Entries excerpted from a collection
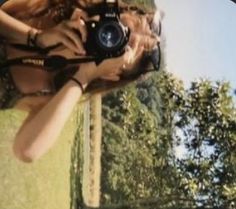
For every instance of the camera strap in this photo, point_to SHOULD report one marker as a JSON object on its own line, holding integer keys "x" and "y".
{"x": 48, "y": 63}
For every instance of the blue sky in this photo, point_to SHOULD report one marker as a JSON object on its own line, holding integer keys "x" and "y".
{"x": 201, "y": 38}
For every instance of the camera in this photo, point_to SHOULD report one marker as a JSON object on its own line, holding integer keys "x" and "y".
{"x": 107, "y": 37}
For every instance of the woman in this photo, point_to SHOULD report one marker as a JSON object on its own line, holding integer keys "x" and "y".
{"x": 49, "y": 110}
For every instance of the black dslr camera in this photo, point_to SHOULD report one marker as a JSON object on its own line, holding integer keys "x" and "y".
{"x": 107, "y": 37}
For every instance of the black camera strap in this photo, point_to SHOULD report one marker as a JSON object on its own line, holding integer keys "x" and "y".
{"x": 48, "y": 63}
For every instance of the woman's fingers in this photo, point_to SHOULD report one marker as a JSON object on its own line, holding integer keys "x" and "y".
{"x": 69, "y": 33}
{"x": 79, "y": 14}
{"x": 111, "y": 77}
{"x": 79, "y": 25}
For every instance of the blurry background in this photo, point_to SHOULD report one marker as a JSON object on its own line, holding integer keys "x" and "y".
{"x": 200, "y": 38}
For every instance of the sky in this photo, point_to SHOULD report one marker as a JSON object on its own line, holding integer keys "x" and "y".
{"x": 200, "y": 38}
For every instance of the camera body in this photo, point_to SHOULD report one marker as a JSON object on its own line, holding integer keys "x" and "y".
{"x": 107, "y": 37}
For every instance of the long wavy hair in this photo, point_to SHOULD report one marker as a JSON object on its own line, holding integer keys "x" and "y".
{"x": 44, "y": 14}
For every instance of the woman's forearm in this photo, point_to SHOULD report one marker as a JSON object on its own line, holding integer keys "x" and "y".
{"x": 12, "y": 29}
{"x": 41, "y": 132}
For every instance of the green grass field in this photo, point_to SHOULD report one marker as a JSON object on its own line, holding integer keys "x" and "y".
{"x": 45, "y": 183}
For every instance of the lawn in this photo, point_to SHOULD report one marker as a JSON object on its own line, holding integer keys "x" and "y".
{"x": 44, "y": 184}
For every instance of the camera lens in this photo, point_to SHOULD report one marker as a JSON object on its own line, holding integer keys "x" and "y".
{"x": 110, "y": 36}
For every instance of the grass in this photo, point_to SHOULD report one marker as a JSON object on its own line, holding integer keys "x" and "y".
{"x": 43, "y": 184}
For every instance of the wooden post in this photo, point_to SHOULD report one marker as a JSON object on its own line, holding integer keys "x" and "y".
{"x": 92, "y": 153}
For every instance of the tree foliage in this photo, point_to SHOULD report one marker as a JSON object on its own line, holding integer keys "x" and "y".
{"x": 146, "y": 122}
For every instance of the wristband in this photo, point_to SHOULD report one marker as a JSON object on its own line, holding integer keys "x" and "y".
{"x": 78, "y": 83}
{"x": 32, "y": 38}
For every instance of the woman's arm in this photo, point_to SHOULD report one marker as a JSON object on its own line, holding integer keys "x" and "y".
{"x": 64, "y": 33}
{"x": 13, "y": 29}
{"x": 42, "y": 127}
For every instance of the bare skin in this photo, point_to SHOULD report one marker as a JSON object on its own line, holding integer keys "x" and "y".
{"x": 39, "y": 131}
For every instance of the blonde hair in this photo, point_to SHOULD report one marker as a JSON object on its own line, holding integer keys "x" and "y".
{"x": 62, "y": 9}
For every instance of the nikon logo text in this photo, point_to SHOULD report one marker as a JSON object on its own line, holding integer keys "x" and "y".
{"x": 38, "y": 62}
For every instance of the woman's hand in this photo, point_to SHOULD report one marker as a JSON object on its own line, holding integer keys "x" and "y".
{"x": 71, "y": 33}
{"x": 109, "y": 69}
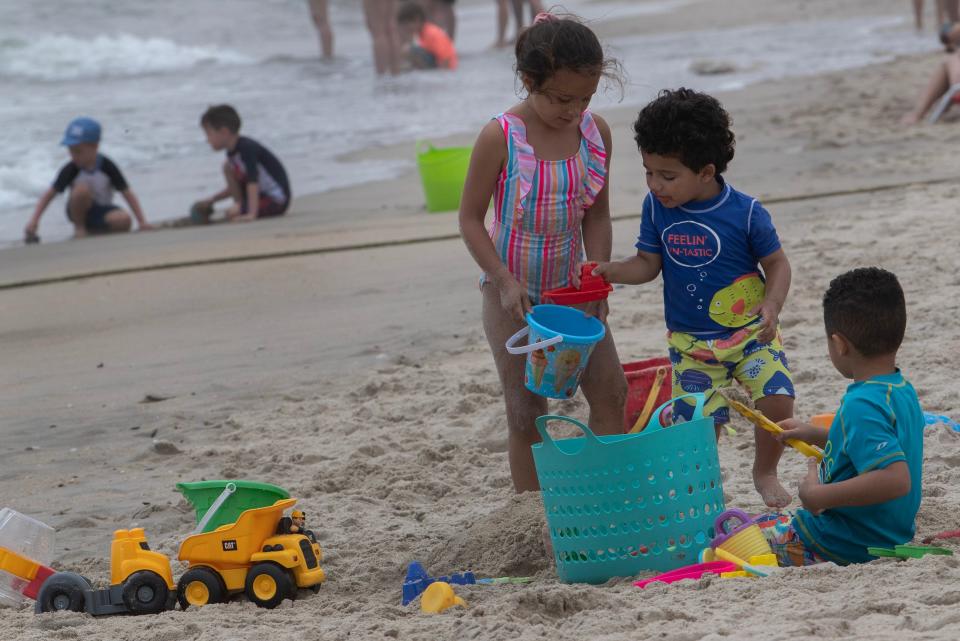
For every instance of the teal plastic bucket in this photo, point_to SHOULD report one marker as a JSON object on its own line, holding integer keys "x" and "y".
{"x": 442, "y": 172}
{"x": 561, "y": 340}
{"x": 623, "y": 504}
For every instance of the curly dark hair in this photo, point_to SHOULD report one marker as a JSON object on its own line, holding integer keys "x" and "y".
{"x": 221, "y": 116}
{"x": 554, "y": 43}
{"x": 866, "y": 305}
{"x": 689, "y": 125}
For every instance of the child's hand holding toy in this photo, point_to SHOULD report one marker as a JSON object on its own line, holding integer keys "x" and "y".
{"x": 769, "y": 313}
{"x": 796, "y": 429}
{"x": 808, "y": 488}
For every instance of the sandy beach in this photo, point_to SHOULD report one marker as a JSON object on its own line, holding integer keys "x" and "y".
{"x": 338, "y": 353}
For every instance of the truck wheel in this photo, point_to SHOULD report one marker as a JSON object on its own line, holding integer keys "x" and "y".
{"x": 268, "y": 584}
{"x": 145, "y": 592}
{"x": 63, "y": 591}
{"x": 199, "y": 587}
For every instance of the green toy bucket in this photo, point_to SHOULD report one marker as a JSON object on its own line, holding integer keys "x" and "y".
{"x": 222, "y": 502}
{"x": 443, "y": 172}
{"x": 618, "y": 505}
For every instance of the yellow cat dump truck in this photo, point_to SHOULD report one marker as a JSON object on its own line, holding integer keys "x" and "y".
{"x": 249, "y": 556}
{"x": 141, "y": 582}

| Written task |
Rename "dump truck" as "mining truck" in the lines starting with the one that contains "For every instance of the yellow" and going on through the end of the entries. Give those lines again with everything else unchanged.

| Solution below |
For every instance of the yellow cat mining truck in this photo, point_to SHOULD report one marker as a JSON object on its own line, holding integer keys "x" and "y".
{"x": 249, "y": 556}
{"x": 141, "y": 582}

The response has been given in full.